▶ [TASK BRIEF]
Answer these questions from the article on capturing carbon dioxide below.
1. How much carbon dioxide does human activity now emit into the atmosphere each year?
2. How is Berkeley Lab described?
3. How large can the surface area of one gram of a MOF be?

A Sponge to Soak Up Carbon Dioxide From the Air

Modern Multi Fuel Power Plant

Berkeley Lab is pursuing a portfolio of negative emissions technologies and related research to remove carbon dioxide from the atmosphere.

A Q&A with Berkeley Lab scientist Jeffrey Long on a material for capturing CO2.

Human activity is now leading to the equivalent of 40 billion tons of carbon dioxide emitted into the atmosphere each year, putting us on track to increase the planet’s temperature by 1.5 degrees Celsius (2.25 degrees Fahrenheit) over pre-industrial levels by 2040. According to the Intergovernmental Panel on Climate Change (IPCC), we must limit global warming to 1.5 degrees Celsius to avoid the most dangerous impacts of climate change.

Increasingly, scientists are recognizing that negative emissions technologies (NETs) to remove and sequester carbon dioxide from the atmosphere will be an essential component in the strategy to mitigate climate change. Lawrence Berkeley National Laboratory (Berkeley Lab), a multidisciplinary Department of Energy research lab, is pursuing a portfolio of negative emissions technologies and related research. These range from geological and terrestrial sequestration, to conversion to bioproducts, to thermal reactors for hydrogen fuels.

Jeffrey Long

Jeffrey Long, a senior scientist in Berkeley Lab’s Materials Sciences Division and also a professor in UC Berkeley’s College of Chemistry.

A promising technology under development for NETs is carbon capture using a material called a MOF, or metal-organic framework. Jeffrey Long, a senior scientist in Berkeley Lab’s Materials Sciences Division and also a professor in UC Berkeley’s College of Chemistry, has been working with this unique material for a number of years.

Q. What is a MOF and what role can it play in reducing CO2 emissions?

A MOF, or metal-organic framework, is a type of solid material that is highly porous and behaves like a sponge, capable of soaking up vast quantities of a specific gas molecule, such as carbon dioxide. They’ve been around about 20 years, and there’s been an explosion in research over the last decade as scientists are finding more and more practical applications. What’s distinctive about MOFs is that they have extremely high internal surface areas. Just one gram of a MOF, an amount similar to a cube of sugar, can have a surface area greater than a football field. Consequently, if designed properly, a small amount of MOF can remove an enormous amount of CO2 from the exhaust gas produced by fossil fuel combustion.

We made a serendipitous discovery a few years ago that certain MOFs can capture carbon dioxide through an unprecedented switch-like mechanism. We further optimized the material for efficient removal of CO2 from a power plant flue before the gas enters the atmosphere. We showed that the capture and release of carbon dioxide from the MOF could be accomplished using much smaller temperature changes than required for other technologies, giving it a big advantage over conventional ways to capture CO2. (The adsorbed CO2 can then be utilized in other products.) This strategy eliminates the need to divert high-value, high-temperature steam away from power production, avoiding a large increase in the cost of electricity. In the course of these efforts, we also showed that variants of the MOFs could be efficient for the removal of CO2 from other gas mixtures, including biogas, natural gas, and even directly from air.

▶ [MATERIAL]
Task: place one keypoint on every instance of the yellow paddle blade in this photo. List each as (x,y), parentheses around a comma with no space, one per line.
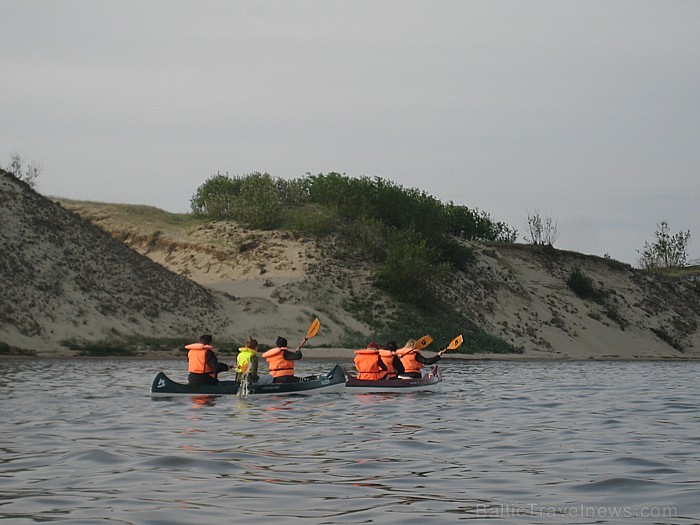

▶ [SOLUTION TO THE PROBLEM]
1. The equivalent of 40 billion tons.
2. As a multidisciplinary Department of Energy research lab.
3. Greater than a football field.